SOURCE TEXT:

The two kids then, coincidentally, ended up in the same 5th grade classroom at Eastwoods Elementary in Hudson, Ohio. Charpentier recalls his 11-year-old self going out of his way to talk to Killeen at the cafeteria lunch table, and Killeen remembers requesting a seat change in Art so she could sit at Charpentier’s table. Obviously, neither realized a schoolyard crush would evolve into the relationship they have today.

Courtesy of Molly Killeen

The first time Charpentier went out of his way to make sure Killeen liked him was during the school district’s required “family life” training, where students were taught about sex, periods and body odor. All the kids were given little deodorants to practice good hygiene. 

“I remember coming to school the next day and all of the boys, including myself, were wearing that new deodorant,” says Charpentier. “All of a sudden I hear Molly saying something smells really strange so I ran to the bathroom to wipe it off as quick as I could so she did not think I was the strange-smelling one.” 

In middle school, their families took joint trips to Holiday Valley and Sanibel Island, one of Killeen’s favorite spots. High school had started and their friend groups and classes finally overlapped. “Junior year of high school, I remember being in Physics class with Joe sitting at the desk in front of me. He’d always turn around to try to talk to me,” Killeen recalls. 

Charpentier remembered an embarrassing moment when their teacher, Michael Schmidt, a John Carroll grad himself, called out to him, “Stop flirting and turn around, Charpentier!”

A 2009 Jeep Liberty held great significance  for the couple in high school and sparked their now 5.5-year relationship. Their first date was in that car. They ate chicken nuggets and Galley Boys at Swensons in a town over. They’d drive to their high school football field to stargaze. Even their first kiss was against that Jeep, in what Charpentier calls “the fastest peck of all time.” 

The greatest challenge of their relationship was the transition from young, naive teens to adventurous, responsible adults. “I am a fourth-generation legacy at  John Carroll, so I knew this was the place [where] I was meant to go,” said Killeen. Charpentier is now in his fourth year of baseball at John Carroll and gave thanks to his good friend Dom Mittiga ‘19 for encouraging him to attend. 

Photo courtesy of Molly Killeen

“We went our own ways during freshman year, making sure we were able to live our own lives at the same place,” says Charpentier. “We didn’t really have a mutual friend group until the end of freshman year; [It is] a friend group we still have today.”

STATED EXERCISE 1: According to the text about the couple, which elementary school did Charpentier and Killeen attend together in 5th grade?

PROVIDED RECORDS:

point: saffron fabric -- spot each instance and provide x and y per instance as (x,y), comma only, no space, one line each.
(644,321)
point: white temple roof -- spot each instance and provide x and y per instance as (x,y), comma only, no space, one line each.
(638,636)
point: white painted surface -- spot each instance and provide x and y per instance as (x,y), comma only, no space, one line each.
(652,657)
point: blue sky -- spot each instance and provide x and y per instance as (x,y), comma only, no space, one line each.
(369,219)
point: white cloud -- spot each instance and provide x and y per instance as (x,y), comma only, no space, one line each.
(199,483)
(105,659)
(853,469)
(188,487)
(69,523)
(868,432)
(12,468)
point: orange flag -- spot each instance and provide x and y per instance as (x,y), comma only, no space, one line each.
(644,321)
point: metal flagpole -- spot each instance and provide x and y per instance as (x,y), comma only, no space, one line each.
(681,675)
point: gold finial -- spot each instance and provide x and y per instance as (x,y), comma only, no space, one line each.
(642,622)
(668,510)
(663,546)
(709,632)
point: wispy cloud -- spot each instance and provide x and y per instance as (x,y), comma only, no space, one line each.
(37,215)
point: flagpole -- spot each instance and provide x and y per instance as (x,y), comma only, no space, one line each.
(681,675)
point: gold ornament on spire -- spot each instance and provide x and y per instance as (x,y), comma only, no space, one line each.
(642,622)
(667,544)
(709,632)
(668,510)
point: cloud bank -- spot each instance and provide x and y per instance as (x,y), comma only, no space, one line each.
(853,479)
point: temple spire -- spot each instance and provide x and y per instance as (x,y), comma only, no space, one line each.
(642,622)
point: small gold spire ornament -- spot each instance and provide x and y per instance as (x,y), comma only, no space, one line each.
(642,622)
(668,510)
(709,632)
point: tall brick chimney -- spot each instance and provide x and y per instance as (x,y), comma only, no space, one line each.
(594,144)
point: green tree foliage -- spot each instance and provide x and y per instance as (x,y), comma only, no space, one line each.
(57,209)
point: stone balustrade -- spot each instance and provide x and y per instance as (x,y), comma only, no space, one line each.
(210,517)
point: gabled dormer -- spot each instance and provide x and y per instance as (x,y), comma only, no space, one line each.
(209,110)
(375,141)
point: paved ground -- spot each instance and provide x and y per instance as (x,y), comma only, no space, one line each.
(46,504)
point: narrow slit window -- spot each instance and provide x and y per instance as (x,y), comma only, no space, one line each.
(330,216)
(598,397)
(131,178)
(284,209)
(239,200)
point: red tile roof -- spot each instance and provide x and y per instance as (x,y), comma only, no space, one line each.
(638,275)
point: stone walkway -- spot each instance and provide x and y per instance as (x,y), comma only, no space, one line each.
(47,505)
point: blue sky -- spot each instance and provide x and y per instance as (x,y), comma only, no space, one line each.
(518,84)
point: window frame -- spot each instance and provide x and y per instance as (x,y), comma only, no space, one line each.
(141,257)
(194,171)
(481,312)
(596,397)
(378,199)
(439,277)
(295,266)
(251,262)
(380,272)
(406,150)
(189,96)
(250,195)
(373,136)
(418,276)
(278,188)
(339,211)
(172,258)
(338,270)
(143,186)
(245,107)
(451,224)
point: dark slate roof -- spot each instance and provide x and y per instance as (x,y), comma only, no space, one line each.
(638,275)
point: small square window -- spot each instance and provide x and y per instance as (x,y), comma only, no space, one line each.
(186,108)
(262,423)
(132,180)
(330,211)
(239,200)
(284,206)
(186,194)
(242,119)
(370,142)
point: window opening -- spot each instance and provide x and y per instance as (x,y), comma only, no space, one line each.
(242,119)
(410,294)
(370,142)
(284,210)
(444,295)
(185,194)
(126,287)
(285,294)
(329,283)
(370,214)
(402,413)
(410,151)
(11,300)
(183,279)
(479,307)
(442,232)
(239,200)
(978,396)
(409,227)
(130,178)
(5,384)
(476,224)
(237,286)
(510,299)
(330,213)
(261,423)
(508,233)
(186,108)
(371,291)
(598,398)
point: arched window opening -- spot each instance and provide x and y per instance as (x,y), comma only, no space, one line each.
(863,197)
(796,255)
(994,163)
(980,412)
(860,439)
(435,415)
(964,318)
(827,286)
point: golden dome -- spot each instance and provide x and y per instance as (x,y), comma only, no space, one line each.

STATED EXERCISE 2: Count the lines in the listing that contain the string "opening", treating case as significant, and give only the number.

TASK OUTPUT 1: Eastwoods Elementary in Hudson, Ohio.

TASK OUTPUT 2: 2